## Exercise objective
Which of the lines below holds the string "negative"? Copy every line that does.

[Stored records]
● ● ●

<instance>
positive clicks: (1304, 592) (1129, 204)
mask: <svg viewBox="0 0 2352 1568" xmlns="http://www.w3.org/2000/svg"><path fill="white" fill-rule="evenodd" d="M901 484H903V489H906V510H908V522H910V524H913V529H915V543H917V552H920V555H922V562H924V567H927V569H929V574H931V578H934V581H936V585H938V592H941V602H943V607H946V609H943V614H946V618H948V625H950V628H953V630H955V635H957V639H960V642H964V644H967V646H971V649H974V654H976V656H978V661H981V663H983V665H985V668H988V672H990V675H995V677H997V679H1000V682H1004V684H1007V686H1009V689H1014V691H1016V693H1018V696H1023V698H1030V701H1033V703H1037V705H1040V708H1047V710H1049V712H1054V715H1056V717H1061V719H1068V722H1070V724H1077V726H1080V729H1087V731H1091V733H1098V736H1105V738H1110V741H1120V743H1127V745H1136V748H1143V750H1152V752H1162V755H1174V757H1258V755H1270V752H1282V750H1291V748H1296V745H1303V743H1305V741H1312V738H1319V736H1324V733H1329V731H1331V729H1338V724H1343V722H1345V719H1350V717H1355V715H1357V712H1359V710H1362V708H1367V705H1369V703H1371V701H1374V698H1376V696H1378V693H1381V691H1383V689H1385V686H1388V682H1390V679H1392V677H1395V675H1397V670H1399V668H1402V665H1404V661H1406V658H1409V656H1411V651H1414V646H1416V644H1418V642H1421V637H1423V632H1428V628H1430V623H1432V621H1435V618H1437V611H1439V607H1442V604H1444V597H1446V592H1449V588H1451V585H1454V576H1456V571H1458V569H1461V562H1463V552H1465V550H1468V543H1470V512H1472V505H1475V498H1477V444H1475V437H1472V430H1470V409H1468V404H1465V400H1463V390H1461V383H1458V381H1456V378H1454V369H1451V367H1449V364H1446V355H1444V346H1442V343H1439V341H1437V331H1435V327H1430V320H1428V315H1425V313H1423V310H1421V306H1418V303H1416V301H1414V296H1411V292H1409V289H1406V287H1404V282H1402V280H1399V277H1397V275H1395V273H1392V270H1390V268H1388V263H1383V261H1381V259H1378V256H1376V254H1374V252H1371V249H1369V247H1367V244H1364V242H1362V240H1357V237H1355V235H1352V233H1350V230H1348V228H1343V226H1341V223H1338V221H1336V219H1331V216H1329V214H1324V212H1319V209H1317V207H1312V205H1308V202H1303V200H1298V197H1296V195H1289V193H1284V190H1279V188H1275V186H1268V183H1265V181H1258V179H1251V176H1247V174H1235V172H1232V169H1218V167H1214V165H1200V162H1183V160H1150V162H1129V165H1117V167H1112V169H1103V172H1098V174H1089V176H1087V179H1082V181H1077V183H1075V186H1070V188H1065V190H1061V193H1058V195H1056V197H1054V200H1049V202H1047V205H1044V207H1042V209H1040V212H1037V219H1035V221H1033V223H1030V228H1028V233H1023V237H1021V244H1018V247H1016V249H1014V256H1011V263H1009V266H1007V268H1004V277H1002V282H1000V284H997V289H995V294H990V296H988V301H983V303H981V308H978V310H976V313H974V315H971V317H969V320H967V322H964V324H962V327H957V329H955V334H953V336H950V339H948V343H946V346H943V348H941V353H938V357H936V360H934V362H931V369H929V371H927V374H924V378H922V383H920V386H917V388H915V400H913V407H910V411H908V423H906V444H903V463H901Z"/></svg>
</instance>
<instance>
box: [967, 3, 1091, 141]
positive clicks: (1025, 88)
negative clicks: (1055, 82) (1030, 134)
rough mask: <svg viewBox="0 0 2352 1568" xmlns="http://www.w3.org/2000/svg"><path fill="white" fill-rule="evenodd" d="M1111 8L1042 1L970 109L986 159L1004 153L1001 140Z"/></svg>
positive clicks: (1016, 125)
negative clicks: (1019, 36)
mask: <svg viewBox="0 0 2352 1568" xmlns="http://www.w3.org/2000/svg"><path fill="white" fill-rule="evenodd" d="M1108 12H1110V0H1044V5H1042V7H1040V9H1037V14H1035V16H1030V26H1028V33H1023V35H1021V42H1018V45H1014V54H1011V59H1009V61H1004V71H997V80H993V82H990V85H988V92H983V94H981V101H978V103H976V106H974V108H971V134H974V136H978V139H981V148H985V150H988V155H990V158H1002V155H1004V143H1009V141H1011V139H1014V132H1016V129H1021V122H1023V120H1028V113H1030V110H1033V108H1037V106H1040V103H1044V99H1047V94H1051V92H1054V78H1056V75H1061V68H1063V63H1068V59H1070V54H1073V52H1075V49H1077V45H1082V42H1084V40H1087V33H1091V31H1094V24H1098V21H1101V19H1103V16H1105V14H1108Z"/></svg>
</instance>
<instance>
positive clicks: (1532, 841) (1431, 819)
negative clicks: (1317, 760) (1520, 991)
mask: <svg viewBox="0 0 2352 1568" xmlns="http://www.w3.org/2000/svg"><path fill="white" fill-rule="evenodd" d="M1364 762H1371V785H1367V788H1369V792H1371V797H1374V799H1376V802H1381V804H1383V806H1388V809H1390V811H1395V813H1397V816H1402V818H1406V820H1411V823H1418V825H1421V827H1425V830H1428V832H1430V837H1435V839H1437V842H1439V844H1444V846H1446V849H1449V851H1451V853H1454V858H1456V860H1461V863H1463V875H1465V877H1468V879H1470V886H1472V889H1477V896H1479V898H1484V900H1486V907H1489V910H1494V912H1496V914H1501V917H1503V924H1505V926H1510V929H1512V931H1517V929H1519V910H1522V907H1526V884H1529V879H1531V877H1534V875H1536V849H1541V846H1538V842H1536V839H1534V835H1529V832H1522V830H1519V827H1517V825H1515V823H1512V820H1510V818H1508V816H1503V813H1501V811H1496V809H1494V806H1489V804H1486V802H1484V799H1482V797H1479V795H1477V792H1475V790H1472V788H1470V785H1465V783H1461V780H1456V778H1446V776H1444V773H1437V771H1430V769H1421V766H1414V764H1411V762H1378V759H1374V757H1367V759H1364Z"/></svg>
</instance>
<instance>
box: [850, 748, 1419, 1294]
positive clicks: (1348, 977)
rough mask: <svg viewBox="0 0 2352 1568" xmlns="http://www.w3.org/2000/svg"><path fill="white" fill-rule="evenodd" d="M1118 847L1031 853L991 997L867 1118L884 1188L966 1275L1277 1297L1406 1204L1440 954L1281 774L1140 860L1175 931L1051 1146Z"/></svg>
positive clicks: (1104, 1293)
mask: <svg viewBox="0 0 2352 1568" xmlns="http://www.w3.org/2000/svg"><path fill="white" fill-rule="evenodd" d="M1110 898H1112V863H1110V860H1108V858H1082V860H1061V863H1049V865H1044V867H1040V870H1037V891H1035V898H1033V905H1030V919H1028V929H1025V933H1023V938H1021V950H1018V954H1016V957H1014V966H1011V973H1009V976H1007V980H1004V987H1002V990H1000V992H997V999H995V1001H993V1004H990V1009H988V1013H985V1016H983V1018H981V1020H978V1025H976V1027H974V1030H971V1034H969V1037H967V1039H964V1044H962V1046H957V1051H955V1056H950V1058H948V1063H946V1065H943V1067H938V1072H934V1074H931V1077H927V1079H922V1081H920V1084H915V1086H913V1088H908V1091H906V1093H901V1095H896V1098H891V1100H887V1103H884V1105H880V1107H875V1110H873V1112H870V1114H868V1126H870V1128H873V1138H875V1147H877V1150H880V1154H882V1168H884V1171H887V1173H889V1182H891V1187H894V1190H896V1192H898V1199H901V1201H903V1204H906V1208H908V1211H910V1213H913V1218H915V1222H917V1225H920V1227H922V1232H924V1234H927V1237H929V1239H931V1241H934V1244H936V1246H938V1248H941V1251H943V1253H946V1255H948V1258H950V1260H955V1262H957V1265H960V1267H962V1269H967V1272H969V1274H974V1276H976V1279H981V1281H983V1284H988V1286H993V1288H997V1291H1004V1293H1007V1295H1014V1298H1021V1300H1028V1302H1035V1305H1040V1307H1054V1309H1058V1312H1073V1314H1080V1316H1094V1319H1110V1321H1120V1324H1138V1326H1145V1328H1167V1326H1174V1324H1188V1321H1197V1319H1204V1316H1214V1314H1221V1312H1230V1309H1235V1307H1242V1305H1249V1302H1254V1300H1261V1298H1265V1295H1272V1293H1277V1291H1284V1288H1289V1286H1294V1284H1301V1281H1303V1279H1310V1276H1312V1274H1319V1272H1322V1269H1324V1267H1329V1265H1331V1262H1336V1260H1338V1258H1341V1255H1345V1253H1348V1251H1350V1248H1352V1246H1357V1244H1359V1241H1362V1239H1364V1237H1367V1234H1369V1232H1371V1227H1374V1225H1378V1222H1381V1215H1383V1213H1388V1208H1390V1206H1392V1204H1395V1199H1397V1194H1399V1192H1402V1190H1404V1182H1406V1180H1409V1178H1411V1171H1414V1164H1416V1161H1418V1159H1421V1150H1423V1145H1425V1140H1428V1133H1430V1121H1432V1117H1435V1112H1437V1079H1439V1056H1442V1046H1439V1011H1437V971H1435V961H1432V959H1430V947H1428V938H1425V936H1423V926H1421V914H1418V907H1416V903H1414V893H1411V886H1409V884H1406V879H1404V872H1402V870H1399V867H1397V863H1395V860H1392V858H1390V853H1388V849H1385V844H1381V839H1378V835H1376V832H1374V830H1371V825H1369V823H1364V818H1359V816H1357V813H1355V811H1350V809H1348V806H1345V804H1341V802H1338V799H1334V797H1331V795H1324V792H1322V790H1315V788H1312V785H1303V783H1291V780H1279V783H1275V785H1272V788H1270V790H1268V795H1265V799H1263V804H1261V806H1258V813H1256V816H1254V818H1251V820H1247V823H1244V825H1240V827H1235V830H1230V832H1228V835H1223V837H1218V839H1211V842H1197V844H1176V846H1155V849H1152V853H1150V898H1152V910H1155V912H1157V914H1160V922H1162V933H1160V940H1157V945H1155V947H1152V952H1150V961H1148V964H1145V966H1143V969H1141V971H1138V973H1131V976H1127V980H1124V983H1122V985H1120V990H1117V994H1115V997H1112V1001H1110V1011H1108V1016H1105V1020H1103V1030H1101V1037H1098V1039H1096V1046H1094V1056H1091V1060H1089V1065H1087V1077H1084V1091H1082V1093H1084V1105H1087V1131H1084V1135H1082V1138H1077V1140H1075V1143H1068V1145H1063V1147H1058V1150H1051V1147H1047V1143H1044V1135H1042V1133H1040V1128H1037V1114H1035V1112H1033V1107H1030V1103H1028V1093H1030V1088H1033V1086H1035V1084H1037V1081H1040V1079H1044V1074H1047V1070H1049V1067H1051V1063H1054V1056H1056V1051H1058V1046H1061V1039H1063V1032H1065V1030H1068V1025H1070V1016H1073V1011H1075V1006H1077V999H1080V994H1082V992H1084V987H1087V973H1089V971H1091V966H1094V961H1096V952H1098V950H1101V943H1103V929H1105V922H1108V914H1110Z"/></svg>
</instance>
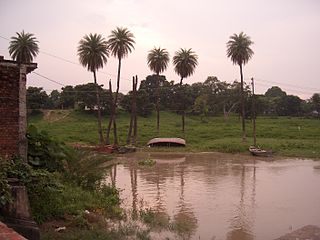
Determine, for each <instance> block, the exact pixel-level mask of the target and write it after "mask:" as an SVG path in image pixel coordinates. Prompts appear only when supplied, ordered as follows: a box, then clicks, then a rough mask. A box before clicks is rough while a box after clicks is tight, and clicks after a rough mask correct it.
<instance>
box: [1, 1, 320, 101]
mask: <svg viewBox="0 0 320 240" xmlns="http://www.w3.org/2000/svg"><path fill="white" fill-rule="evenodd" d="M0 22H1V24H0V55H3V56H5V58H6V59H10V56H9V53H8V46H9V42H8V40H5V39H3V38H7V39H9V38H10V37H12V36H14V35H15V32H17V31H18V32H21V31H22V30H25V31H26V32H30V33H33V34H34V35H35V36H36V38H37V39H38V40H39V47H40V51H41V52H40V53H39V55H38V57H37V58H36V59H35V62H37V63H38V69H37V70H36V71H35V72H37V73H38V74H41V75H43V76H45V77H48V78H50V79H51V80H54V81H57V82H60V83H62V84H64V85H76V84H82V83H87V82H93V77H92V74H91V73H89V72H87V70H86V69H85V68H83V67H82V66H80V65H79V64H78V62H79V61H78V57H77V46H78V43H79V40H80V39H81V38H82V37H83V36H84V35H85V34H89V33H99V34H102V35H103V36H104V37H105V38H107V37H108V36H109V35H110V32H111V30H113V29H115V28H116V27H118V26H119V27H127V28H128V29H129V30H130V31H131V32H132V33H133V34H134V36H135V41H136V45H135V50H134V51H133V52H132V53H131V54H130V55H129V56H128V58H126V59H125V60H124V61H123V64H122V79H121V86H120V91H121V92H127V91H128V90H130V88H131V86H132V85H131V79H132V76H133V75H138V77H139V80H143V79H145V77H146V76H147V75H149V74H152V73H151V71H150V70H149V69H148V66H147V64H146V57H147V54H148V51H149V50H151V49H152V48H153V47H162V48H166V49H167V50H168V51H169V53H170V56H171V57H172V56H173V55H174V53H175V51H177V50H179V48H192V49H193V50H194V51H195V52H196V53H197V54H198V57H199V65H198V67H197V68H196V70H195V74H194V75H193V76H191V77H189V78H186V79H184V83H194V82H203V81H205V80H206V78H207V76H217V77H218V78H219V79H220V80H222V81H227V82H233V81H234V80H235V79H239V78H240V77H239V67H238V66H236V65H233V64H232V62H231V61H230V59H228V58H227V57H226V42H227V41H228V40H229V37H230V36H231V35H232V34H234V33H237V34H238V33H240V32H241V31H243V32H244V33H246V34H247V35H248V36H250V37H251V40H252V41H253V42H254V45H252V49H253V51H254V53H255V54H254V56H253V58H252V59H251V60H250V61H249V62H248V64H247V65H245V67H244V78H245V80H246V82H247V83H250V78H251V77H254V78H255V79H256V92H257V93H264V92H265V91H266V90H267V89H268V88H269V87H271V86H273V85H278V86H280V87H281V88H282V89H283V90H285V91H286V92H287V93H288V94H295V95H299V96H300V97H302V98H304V99H307V98H309V97H310V96H311V95H312V94H313V93H315V92H320V60H319V56H320V1H319V0H269V1H262V0H251V1H249V0H241V1H239V0H225V1H223V0H220V1H218V0H197V1H187V0H159V1H153V0H91V1H90V0H81V1H80V0H54V1H49V0H47V1H45V0H28V1H25V0H0ZM50 55H54V56H57V57H58V58H55V57H52V56H50ZM59 58H62V59H66V60H68V61H71V62H73V63H69V62H67V61H63V60H61V59H59ZM101 71H102V72H100V73H99V74H98V82H99V83H100V84H104V85H105V86H107V81H108V80H109V79H111V80H112V82H113V84H114V86H115V81H116V73H117V61H116V59H115V58H113V57H111V58H109V59H108V63H107V65H106V66H105V67H104V68H103V69H102V70H101ZM164 75H166V77H167V80H169V81H171V80H174V81H175V82H179V77H178V76H177V75H176V74H175V73H174V71H173V66H172V64H171V62H170V65H169V68H168V70H167V71H166V72H165V73H164ZM28 85H29V86H38V87H43V88H44V89H45V90H46V91H48V92H50V91H51V90H53V89H60V88H61V85H58V84H56V83H53V82H50V81H49V80H47V79H45V78H42V77H40V76H38V75H36V74H34V73H32V74H30V75H29V76H28Z"/></svg>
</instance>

● ● ●

## Exercise response
negative clicks: (1055, 82) (1030, 134)
negative clicks: (1019, 36)
negative clicks: (1317, 760) (1520, 991)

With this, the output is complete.